→ Written instruction:
Please count the lines in the records below that contain the string "rose", treating uppercase and lowercase letters as different, and reply with only the number.

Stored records
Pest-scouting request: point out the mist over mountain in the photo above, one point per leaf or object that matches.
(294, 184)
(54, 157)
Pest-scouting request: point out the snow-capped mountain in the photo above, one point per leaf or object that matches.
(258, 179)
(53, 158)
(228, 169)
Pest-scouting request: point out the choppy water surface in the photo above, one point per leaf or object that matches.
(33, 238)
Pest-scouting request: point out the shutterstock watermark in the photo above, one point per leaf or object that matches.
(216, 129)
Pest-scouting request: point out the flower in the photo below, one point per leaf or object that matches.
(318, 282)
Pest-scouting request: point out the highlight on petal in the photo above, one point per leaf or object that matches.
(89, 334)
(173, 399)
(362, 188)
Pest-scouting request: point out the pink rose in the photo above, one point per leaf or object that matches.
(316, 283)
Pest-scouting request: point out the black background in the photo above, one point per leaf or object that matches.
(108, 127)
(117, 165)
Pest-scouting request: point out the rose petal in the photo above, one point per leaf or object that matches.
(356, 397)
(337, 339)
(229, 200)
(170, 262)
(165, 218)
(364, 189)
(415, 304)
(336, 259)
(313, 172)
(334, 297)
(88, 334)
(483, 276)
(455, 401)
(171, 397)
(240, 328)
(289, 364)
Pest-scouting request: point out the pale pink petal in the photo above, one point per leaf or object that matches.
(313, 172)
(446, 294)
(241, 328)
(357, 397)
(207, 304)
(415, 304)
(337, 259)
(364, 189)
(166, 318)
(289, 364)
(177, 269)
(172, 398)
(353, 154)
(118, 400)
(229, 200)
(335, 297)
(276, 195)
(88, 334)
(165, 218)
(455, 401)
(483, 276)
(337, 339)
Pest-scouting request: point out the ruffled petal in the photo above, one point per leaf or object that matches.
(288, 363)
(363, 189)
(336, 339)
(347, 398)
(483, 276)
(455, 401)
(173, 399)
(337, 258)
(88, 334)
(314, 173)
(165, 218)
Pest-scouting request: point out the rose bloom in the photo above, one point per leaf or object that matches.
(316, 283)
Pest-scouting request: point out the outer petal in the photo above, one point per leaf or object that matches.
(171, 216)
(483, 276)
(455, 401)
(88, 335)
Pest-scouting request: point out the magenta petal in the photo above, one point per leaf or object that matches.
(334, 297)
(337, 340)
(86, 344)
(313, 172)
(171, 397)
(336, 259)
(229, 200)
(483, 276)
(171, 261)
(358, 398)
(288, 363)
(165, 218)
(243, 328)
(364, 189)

* * *

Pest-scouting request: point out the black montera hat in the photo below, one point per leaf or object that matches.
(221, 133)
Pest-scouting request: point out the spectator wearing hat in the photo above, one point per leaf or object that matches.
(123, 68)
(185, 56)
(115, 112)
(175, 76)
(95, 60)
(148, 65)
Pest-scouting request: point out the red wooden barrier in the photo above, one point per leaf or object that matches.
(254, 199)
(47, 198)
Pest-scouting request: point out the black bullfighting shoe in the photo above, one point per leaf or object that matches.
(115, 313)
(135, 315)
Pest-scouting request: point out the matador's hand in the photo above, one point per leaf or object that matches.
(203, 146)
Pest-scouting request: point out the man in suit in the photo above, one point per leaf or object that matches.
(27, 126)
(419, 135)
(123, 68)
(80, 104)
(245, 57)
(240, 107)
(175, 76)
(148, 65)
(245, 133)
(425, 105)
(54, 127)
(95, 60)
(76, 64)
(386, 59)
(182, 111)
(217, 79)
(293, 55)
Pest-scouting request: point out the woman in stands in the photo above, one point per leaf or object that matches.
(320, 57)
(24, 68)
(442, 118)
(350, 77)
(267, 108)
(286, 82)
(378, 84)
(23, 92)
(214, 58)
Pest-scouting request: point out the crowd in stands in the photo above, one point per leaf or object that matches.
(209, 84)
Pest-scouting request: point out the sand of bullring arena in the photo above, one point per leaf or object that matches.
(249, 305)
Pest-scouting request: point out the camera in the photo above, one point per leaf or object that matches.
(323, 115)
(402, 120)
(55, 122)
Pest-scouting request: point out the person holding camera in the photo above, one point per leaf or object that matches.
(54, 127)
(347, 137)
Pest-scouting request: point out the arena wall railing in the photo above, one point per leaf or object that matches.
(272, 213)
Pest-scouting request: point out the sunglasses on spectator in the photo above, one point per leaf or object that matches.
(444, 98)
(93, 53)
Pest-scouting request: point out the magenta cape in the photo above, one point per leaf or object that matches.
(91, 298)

* * *

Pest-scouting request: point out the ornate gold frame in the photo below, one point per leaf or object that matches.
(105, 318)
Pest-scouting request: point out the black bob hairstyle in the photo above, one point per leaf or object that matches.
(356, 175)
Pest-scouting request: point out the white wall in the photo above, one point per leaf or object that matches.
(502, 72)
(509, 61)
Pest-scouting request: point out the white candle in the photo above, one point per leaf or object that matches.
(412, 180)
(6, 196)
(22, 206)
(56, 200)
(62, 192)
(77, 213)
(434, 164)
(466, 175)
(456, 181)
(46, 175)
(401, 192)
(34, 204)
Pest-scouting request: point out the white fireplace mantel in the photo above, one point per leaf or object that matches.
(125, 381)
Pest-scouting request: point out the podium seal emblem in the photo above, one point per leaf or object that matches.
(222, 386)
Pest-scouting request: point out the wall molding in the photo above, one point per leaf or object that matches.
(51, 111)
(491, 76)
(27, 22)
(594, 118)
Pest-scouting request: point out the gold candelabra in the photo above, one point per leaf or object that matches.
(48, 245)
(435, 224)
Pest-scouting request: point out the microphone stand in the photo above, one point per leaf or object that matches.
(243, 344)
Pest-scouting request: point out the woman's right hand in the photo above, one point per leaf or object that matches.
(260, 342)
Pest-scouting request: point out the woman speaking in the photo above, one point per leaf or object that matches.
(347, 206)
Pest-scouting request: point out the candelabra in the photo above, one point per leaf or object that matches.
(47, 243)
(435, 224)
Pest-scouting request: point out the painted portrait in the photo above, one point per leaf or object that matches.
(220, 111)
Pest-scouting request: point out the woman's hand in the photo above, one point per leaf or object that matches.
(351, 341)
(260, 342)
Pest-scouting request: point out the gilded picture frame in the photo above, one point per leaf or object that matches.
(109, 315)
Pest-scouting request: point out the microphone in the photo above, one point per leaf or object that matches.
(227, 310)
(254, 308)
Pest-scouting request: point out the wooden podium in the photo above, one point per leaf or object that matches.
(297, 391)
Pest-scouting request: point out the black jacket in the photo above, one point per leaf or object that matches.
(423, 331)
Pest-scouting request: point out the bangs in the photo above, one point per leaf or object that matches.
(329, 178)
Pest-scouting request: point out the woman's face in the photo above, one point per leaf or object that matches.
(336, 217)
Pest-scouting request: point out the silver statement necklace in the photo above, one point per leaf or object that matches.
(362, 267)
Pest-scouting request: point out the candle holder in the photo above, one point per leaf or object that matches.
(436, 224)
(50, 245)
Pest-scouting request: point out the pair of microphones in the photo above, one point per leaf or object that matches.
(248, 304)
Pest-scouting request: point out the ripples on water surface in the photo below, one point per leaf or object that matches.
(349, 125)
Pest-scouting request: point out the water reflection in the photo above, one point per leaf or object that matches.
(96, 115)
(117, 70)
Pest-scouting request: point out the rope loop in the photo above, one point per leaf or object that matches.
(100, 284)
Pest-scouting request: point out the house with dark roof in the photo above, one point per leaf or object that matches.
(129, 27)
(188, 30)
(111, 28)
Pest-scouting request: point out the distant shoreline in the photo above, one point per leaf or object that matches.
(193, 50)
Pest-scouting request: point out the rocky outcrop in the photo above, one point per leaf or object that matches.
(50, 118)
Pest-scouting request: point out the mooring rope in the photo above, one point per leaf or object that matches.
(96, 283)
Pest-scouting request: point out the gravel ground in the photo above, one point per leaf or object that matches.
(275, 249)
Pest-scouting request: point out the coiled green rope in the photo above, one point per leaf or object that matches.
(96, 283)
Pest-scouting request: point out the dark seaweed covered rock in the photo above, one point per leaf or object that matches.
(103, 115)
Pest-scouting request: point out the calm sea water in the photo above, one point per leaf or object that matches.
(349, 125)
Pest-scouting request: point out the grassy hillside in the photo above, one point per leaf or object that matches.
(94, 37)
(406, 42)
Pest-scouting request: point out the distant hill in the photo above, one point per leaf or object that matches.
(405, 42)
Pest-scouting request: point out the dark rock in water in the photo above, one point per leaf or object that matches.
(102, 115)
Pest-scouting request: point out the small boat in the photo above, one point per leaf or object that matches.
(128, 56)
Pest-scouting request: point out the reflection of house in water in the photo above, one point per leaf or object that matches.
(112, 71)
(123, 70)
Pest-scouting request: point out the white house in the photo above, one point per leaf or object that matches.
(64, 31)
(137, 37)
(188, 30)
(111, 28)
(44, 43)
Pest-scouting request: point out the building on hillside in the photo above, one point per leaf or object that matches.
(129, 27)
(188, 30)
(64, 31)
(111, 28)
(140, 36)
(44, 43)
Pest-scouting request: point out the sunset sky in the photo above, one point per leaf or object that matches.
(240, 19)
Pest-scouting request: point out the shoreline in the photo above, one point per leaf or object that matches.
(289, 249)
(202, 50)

→ Final answer:
3